→ Instructions to follow: Reproduce the data below word for word.

[Stored data entries]
★ ★ ★ ★

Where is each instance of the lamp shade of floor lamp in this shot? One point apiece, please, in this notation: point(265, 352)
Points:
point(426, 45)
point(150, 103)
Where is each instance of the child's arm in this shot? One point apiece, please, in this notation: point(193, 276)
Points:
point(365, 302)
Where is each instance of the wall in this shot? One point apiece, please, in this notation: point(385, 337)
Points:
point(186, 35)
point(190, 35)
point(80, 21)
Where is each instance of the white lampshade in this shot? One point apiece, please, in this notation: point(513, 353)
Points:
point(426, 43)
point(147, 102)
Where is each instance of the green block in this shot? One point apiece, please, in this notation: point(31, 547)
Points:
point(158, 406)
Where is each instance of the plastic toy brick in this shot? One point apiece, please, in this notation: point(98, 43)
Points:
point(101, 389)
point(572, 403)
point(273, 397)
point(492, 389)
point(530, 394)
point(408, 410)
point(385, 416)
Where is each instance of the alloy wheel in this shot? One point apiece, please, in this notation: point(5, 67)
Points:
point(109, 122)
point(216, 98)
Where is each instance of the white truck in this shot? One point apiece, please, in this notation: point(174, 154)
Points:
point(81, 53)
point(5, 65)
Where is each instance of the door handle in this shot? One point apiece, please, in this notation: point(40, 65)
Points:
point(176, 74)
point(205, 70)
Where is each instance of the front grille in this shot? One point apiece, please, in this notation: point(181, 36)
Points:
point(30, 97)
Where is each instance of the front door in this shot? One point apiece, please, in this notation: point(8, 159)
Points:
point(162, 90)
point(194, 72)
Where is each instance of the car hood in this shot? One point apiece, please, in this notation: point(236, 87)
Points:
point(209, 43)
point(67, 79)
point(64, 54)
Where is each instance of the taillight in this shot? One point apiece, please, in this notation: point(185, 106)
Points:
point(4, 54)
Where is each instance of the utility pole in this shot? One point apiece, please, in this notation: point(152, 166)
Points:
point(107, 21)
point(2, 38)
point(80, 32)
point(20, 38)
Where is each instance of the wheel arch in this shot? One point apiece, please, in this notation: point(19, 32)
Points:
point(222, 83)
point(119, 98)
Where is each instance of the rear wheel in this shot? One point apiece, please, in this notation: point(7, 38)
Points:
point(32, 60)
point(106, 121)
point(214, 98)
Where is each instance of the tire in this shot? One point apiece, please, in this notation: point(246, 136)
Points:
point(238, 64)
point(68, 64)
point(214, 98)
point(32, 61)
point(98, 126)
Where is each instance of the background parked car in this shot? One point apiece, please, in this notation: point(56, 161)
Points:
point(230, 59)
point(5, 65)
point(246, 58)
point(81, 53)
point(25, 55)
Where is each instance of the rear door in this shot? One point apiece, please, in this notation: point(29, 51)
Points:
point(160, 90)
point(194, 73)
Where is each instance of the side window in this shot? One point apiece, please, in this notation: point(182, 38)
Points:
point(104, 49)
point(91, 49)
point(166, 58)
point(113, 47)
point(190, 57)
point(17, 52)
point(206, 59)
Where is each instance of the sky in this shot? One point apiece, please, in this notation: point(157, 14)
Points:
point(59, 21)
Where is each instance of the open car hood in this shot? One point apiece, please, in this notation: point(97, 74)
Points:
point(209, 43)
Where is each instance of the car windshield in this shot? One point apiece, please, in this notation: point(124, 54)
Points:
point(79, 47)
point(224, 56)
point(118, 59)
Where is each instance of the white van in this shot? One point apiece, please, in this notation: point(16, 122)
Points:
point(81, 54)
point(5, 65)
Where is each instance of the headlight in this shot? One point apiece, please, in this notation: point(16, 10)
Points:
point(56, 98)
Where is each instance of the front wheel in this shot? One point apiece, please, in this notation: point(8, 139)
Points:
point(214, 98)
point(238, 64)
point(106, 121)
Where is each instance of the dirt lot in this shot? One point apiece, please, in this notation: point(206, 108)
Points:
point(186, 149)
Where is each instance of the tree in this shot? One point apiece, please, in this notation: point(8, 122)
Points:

★ ★ ★ ★

→ Written solution:
Where is each instance of the lamp shade of floor lamp in this shot? One point apiece, please, in this notation: point(265, 352)
Points:
point(426, 45)
point(150, 103)
Where is each instance of the child's arm in this shot? One point apiece, please, in this notation: point(193, 276)
Points:
point(365, 302)
Where is each instance of the wall in this shot? One point apiece, please, in this notation: point(385, 337)
Points:
point(186, 35)
point(190, 35)
point(80, 21)
Where is each instance of the white lampshade in this shot? One point apiece, please, in this notation: point(513, 353)
Points:
point(426, 43)
point(147, 102)
Where is each instance of the green block in this shot? One point apiece, please, in this notation: point(31, 547)
Points:
point(158, 406)
Where is each instance of the plastic toy brick in this shot? One point apiece, please, in this notation: point(98, 43)
Points:
point(101, 389)
point(572, 403)
point(273, 397)
point(492, 389)
point(530, 394)
point(408, 410)
point(385, 416)
Where is each instance of the alloy wheel in this shot? One point apiece, please, in this notation: point(5, 67)
Points:
point(109, 122)
point(216, 98)
Where is each instance of the white truck in this shot? One point apiece, please, in this notation: point(174, 154)
Points:
point(81, 53)
point(5, 65)
Where is each instance of the door handle in this shot? One point apiece, please, in this notation: point(40, 65)
Points:
point(176, 74)
point(205, 70)
Where is each instance of the front grille in this shot? One point apiece, please, in this notation: point(181, 36)
Points:
point(30, 97)
Where is each instance of the front door in this shot? One point apiece, please, in this notation: point(8, 159)
Points:
point(162, 90)
point(194, 72)
Where is each instance of the car hood in this shot? One point apiece, please, in this notation: point(236, 87)
Points:
point(209, 43)
point(67, 79)
point(64, 54)
Where is each instance of the taillight in this shot? One point apiece, please, in this notation: point(185, 106)
Points:
point(4, 54)
Where is each instance of the utility pole in this shot? One point apiece, please, in this notation: point(152, 166)
Points:
point(107, 21)
point(2, 38)
point(80, 32)
point(20, 38)
Where is each instance of the wheel arch in this shot? One point apiece, please, in this notation: point(19, 32)
Points:
point(222, 83)
point(119, 98)
Where is each instance of the rear wheel in this shot? One point apiece, please, in this notation: point(7, 38)
Points:
point(32, 60)
point(106, 121)
point(214, 98)
Where is each instance of the tire in this shot? One point apiece, please, in this notation: point(246, 136)
Points:
point(238, 64)
point(68, 64)
point(214, 98)
point(32, 61)
point(98, 126)
Where is each instance of the background parked car in this shot? One point apiece, please, in this notation: point(56, 161)
Points:
point(230, 59)
point(5, 65)
point(246, 58)
point(81, 53)
point(25, 55)
Where is each instance of the rear door in this shot? One point apiece, please, in this notation: point(29, 51)
Points:
point(160, 90)
point(194, 73)
Where is each instance of the side window in this shot? One point apiece, please, in this notation: point(182, 38)
Points:
point(104, 49)
point(91, 49)
point(166, 58)
point(113, 47)
point(190, 57)
point(17, 52)
point(206, 59)
Where is each instance of the sky in this shot? One point apiece, please, in this notation: point(157, 14)
Points:
point(59, 21)
Where is each instance of the open car hood in this shot? One point apiece, please, in this notation: point(97, 74)
Points:
point(209, 43)
Where is each instance of the car windshield in this shot? One point apiece, please, in this notation: point(124, 54)
Points:
point(79, 47)
point(224, 56)
point(118, 59)
Where is each instance of the white van in this shot? One point apiece, please, in this notation: point(16, 122)
Points:
point(81, 54)
point(5, 65)
Where is each instance of the headlight in this shot? One point apiece, please, in this notation: point(16, 10)
Points:
point(56, 98)
Where is each instance of the front wheel in this shot? One point apiece, please, in this notation: point(8, 139)
Points:
point(214, 98)
point(238, 64)
point(106, 121)
Where is each instance of the dirt lot in this shot? One point apiece, please, in this notation: point(206, 108)
Points:
point(186, 149)
Where is each instance of the tree in this shot? One point apiece, please, in this notation: point(8, 122)
Points:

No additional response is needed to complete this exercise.